ZBADAJ MATERIAŁ
- A) Jaką średnicę ma otwór, który według tekstu o ultradźwiękach szczurów pozostaje między zaciśniętymi strunami głosowymi?
- B) Zwróć bez zmian fragment tekstu o ultradźwiękach szczurów od słów "Wiemy oczywiście, że" aż po słowa "przy obu okazjach.".

━━ PREZENTOWANY TEKST ━━

W jaki sposób szczury emitują ultradźwięki?

Wiemy oczywiście, że ludzie i inne zwierzęta posiadają krtań, a w krtani fałdy głosowe. Te fałdy głosowe są wprawiane w ruch, kiedy przeciska się przez nie powietrze wydostające się z płuc. Ultradźwięki są emitowane w ten sam sposób, poza jedną, małą różnicą. Aby dźwięk był wysoki, struny głosowe są zaciśnięte, praktycznie całkowicie, za wyjątkiem otworu o średnicy mniejszej od 1mm!! Przypomina to wydawany przez człowieka gwizd, który jednak ludzie potrafią z siebie wydać robiąc “dziubek” z ust. My oraz większość zwierząt, nie potrafimy jednak robić tego przy użyciu naszych fałdów głosowych. Czyli podsumowując, szczury albo wydają z siebie dźwięki słyszalne, albo niesłyszalne, ale nigdy oba na raz, bo do obu używana jest krtań i fałdy głosowe, które po prostu przybierają inny kształt przy obu okazjach.

━━━
━━ MATERIAŁ DO ANALIZY ━━

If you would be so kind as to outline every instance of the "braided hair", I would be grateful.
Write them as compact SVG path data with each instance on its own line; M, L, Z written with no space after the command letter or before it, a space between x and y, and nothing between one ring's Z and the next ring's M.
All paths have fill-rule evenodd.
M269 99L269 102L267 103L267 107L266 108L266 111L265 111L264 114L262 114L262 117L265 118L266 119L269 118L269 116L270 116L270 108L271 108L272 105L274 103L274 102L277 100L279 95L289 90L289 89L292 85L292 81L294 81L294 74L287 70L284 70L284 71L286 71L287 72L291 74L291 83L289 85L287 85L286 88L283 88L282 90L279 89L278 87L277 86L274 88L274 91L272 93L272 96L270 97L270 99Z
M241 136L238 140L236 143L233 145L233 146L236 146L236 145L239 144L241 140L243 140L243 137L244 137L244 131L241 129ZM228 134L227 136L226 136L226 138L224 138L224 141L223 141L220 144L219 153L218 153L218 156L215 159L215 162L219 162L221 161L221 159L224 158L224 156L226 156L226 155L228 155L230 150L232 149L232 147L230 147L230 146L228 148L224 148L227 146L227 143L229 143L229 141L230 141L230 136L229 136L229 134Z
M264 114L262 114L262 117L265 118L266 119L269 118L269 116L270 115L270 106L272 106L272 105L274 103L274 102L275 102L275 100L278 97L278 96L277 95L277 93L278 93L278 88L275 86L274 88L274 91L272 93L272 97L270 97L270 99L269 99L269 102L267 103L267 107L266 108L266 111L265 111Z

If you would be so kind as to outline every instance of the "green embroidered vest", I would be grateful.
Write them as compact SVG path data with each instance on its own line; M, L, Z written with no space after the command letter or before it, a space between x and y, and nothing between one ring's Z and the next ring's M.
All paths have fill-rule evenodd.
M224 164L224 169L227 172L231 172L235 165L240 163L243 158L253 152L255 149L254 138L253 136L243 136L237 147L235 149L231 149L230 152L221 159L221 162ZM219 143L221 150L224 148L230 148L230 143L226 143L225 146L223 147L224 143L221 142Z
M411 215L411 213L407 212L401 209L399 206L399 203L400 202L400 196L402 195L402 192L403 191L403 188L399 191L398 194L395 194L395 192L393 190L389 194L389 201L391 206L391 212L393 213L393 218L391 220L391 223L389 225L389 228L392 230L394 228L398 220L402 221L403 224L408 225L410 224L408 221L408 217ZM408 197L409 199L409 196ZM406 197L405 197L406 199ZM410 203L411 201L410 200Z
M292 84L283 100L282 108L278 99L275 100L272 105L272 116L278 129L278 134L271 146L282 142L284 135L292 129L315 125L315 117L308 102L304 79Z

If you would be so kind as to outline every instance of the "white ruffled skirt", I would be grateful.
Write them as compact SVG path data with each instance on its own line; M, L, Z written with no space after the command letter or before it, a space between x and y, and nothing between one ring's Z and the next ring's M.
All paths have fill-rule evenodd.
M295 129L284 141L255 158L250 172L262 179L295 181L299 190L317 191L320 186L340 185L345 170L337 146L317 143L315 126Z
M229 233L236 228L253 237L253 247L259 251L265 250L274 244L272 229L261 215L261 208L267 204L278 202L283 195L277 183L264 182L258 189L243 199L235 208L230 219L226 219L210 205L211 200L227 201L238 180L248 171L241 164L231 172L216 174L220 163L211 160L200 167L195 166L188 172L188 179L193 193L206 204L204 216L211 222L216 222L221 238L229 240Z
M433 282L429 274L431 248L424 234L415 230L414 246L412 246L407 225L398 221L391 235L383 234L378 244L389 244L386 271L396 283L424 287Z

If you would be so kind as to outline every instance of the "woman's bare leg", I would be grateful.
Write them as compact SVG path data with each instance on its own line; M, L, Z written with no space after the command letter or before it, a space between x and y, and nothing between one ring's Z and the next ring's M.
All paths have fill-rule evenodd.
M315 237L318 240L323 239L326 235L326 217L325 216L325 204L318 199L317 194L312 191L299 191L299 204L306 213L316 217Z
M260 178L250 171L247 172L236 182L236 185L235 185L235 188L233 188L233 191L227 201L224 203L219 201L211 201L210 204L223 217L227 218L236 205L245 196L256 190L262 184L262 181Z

━━━

WYNIKI ĆWICZENIA
- A) Mniejszą niż 1 mm.

- B)
Wiemy oczywiście, że ludzie i inne zwierzęta posiadają krtań, a w krtani fałdy głosowe. Te fałdy głosowe są wprawiane w ruch, kiedy przeciska się przez nie powietrze wydostające się z płuc. Ultradźwięki są emitowane w ten sam sposób, poza jedną, małą różnicą. Aby dźwięk był wysoki, struny głosowe są zaciśnięte, praktycznie całkowicie, za wyjątkiem otworu o średnicy mniejszej od 1mm!! Przypomina to wydawany przez człowieka gwizd, który jednak ludzie potrafią z siebie wydać robiąc “dziubek” z ust. My oraz większość zwierząt, nie potrafimy jednak robić tego przy użyciu naszych fałdów głosowych. Czyli podsumowując, szczury albo wydają z siebie dźwięki słyszalne, albo niesłyszalne, ale nigdy oba na raz, bo do obu używana jest krtań i fałdy głosowe, które po prostu przybierają inny kształt przy obu okazjach.